Top of TEXT EXCERPT

Soon, Lilly will begin to discover that she lives in a world that can be pretty “loveless.”

You may think that my little restaurant story is over the top, that I have made too big a deal out of a serendipitous encounter between myself and a little girl. But I would suggest that we might pause and see in that tiny interchange a certain sense of what all human relationships were once meant to be: joyous, cheerful, affirming, encouraging, building.

A tad of all those things were there in that coffee shop. Lilly responded to the moment, and so did I. We were both created to want more of those kinds of encounters. We were created to make more of those encounters possible.

The Bible tells us that two people lived in a garden and understood and delighted in each other perfectly, even to the core of the soul. Apparently, there were no secrets, no shames, no hidden agendas. There was simply the unrestrained gladness of two people living in perfect synchrony. How much fun they must have had! What great conversations they must have shared. What beauty they must have enjoyed. They must have experienced a “continuous spontaneity” not dissimilar to my delightful moment with Lilly.

Bottom of TEXT EXCERPT
Top of RECORDS PROVIDED

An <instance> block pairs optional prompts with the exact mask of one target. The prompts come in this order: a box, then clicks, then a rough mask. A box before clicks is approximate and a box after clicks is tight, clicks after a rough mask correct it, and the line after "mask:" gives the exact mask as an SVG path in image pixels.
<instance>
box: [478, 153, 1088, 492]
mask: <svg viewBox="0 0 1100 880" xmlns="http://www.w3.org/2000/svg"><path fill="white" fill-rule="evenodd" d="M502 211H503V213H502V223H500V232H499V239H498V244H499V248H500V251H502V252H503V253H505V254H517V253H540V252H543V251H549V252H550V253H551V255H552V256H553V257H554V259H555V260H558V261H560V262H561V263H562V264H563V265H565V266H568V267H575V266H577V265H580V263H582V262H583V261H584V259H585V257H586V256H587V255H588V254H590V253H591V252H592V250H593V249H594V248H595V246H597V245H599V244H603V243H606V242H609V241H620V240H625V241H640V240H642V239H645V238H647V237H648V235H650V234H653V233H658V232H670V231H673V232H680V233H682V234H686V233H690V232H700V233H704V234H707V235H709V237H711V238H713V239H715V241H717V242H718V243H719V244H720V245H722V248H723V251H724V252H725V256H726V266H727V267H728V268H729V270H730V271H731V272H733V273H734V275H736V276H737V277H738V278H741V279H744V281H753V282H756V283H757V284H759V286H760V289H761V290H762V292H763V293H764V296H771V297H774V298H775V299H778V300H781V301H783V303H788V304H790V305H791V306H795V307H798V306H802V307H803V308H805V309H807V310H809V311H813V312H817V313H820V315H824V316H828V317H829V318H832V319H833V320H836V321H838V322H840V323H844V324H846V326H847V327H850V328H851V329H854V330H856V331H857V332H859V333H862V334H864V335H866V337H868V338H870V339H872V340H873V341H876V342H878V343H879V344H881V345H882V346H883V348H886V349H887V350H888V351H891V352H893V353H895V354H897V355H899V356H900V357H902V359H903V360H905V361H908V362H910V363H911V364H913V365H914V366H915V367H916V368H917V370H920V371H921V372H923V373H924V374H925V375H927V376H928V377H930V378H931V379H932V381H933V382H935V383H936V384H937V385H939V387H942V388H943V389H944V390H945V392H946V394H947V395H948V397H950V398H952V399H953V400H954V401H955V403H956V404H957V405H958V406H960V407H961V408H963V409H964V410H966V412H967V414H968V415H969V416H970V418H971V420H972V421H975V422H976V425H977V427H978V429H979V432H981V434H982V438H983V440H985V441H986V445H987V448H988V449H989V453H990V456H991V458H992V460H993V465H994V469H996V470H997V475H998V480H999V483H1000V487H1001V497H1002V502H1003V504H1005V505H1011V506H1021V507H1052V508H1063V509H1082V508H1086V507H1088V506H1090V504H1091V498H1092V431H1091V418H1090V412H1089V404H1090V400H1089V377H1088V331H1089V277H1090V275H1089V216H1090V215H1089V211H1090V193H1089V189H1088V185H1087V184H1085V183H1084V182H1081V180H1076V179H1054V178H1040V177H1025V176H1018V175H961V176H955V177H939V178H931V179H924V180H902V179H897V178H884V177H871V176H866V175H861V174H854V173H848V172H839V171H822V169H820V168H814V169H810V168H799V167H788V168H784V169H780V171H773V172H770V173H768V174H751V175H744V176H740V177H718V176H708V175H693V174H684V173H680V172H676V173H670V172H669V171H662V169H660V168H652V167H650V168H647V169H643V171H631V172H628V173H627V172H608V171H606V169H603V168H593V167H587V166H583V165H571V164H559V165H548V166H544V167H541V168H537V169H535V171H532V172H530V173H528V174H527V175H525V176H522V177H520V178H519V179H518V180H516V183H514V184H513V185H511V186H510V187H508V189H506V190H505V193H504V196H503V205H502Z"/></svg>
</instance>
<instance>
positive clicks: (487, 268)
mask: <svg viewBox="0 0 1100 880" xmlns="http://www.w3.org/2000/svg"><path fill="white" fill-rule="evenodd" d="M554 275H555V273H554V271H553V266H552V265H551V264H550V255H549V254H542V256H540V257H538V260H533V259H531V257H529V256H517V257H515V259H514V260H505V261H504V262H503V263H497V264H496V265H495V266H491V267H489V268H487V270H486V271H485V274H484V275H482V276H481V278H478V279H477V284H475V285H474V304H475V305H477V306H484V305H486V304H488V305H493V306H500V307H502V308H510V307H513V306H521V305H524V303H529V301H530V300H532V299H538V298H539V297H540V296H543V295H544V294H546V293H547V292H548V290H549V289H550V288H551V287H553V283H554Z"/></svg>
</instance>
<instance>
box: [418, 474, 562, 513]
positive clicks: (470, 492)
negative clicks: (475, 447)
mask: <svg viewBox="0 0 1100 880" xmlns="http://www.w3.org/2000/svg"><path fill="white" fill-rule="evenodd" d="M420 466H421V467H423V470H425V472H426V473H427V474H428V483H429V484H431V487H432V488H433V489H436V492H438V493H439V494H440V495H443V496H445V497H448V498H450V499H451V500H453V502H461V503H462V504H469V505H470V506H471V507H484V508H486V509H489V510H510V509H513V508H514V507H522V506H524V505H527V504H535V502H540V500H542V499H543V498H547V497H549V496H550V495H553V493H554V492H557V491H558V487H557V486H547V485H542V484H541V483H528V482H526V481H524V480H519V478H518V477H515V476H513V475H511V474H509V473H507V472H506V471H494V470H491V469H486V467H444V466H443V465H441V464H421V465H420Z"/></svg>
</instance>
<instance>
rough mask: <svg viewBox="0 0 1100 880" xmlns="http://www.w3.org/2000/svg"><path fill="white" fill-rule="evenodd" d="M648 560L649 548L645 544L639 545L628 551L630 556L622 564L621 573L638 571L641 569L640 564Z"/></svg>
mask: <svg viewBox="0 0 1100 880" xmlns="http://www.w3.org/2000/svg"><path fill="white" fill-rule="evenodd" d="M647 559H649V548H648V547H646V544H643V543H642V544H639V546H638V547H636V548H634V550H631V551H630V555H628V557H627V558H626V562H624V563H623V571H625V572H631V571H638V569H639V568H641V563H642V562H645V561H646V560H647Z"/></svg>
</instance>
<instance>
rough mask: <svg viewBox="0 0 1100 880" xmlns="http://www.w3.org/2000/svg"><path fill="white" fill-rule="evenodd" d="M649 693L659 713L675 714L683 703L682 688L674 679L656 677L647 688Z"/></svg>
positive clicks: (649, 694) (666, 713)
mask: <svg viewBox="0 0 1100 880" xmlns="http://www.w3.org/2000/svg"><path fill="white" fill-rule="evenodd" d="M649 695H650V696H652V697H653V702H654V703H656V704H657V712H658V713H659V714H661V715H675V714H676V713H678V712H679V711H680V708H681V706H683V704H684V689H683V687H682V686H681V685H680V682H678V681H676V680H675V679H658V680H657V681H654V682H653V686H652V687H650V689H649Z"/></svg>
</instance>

Bottom of RECORDS PROVIDED

WHAT YOU WILL DO: Pick up the text about the encounter with Lilly and the couple in the garden after its last sentence, and continue it.

RESULT BELOW:
But something went awry. It all started with a very bad decision. There followed the evasion, the blaming, and the subsequent divisions of labor that birthed the kind of confusion and conflict that has existed ever since. The result? Fewer “Lilly-moments.” What a terrible loss!

Let me take this just one step further. It occurs to me that a happy moment between an older man and a beautiful child could be (could be, please understand) not only a reminder of something that once was. But something that still should be. And—this is the keeper—something that—in a great and glorious Day to come—will always be.

Know what? Meeting Lilly in the restaurant the other day gave me the tiniest grain of insight into what heaven may be like.